- **Extracted entries**
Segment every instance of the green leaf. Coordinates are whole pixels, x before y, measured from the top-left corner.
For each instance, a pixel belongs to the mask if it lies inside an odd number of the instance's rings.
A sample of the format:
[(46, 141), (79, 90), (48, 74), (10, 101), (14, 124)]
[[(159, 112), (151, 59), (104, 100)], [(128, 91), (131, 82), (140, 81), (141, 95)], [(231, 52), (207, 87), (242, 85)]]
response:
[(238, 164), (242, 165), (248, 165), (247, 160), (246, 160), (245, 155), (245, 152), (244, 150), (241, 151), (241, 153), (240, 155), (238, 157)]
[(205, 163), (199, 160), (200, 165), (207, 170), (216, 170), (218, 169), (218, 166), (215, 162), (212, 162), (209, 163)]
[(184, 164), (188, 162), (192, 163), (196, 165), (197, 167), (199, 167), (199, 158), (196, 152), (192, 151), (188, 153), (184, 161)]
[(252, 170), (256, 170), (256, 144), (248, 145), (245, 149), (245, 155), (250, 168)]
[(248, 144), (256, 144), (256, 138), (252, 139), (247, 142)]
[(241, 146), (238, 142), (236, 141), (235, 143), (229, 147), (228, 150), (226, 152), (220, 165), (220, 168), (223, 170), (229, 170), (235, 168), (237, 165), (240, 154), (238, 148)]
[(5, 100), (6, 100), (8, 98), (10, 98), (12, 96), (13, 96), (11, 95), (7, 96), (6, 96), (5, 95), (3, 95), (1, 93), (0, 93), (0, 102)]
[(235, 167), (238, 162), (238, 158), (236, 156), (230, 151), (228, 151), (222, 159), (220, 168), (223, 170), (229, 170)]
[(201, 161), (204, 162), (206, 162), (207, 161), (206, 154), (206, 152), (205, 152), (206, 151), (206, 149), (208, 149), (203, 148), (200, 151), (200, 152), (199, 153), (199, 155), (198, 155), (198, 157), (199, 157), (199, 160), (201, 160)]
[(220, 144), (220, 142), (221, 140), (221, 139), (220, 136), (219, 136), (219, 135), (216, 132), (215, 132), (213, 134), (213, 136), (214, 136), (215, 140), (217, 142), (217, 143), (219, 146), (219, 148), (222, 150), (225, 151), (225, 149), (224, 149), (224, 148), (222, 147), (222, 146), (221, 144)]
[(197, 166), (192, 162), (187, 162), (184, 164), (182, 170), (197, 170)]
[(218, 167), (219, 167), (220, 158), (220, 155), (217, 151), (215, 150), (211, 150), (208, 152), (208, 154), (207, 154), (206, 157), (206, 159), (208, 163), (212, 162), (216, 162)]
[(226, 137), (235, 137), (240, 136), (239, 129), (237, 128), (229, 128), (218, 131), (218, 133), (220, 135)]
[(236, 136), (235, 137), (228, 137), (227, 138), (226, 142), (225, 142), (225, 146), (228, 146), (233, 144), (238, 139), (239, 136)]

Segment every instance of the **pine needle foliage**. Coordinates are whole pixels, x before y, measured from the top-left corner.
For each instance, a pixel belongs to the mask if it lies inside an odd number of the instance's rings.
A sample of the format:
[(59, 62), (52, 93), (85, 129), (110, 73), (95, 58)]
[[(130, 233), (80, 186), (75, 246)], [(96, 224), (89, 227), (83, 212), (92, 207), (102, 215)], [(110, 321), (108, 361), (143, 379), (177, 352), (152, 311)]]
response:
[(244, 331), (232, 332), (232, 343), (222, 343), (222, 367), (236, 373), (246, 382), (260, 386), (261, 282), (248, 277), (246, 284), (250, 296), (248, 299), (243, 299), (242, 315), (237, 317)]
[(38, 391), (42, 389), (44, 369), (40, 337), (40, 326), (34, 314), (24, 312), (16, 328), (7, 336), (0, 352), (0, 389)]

- **Instruction**
Rewrite the material from the line containing "Segment every instance of the **pine" through the end, replacing "top-left" with "upper-left" and leaving everything else unchanged.

- **Task result**
Segment every instance of the **pine needle foliage**. Coordinates are whole pixels, x before y, measured from the upper-left corner.
For each instance, a pixel belongs to the mask if it lies inside an odd number of the instance's rings.
A sample of the format:
[(59, 62), (52, 93), (85, 129), (110, 73), (95, 58)]
[[(130, 233), (80, 186), (75, 246)], [(96, 224), (89, 227), (83, 212), (92, 207), (102, 215)], [(110, 321), (108, 361), (143, 379), (177, 352), (152, 311)]]
response:
[(244, 331), (232, 332), (232, 343), (222, 343), (222, 367), (236, 373), (246, 382), (260, 386), (261, 282), (248, 277), (246, 284), (250, 296), (248, 299), (243, 299), (242, 315), (237, 317)]
[(38, 391), (42, 389), (44, 369), (40, 337), (40, 326), (34, 314), (24, 312), (16, 328), (7, 336), (0, 352), (0, 389)]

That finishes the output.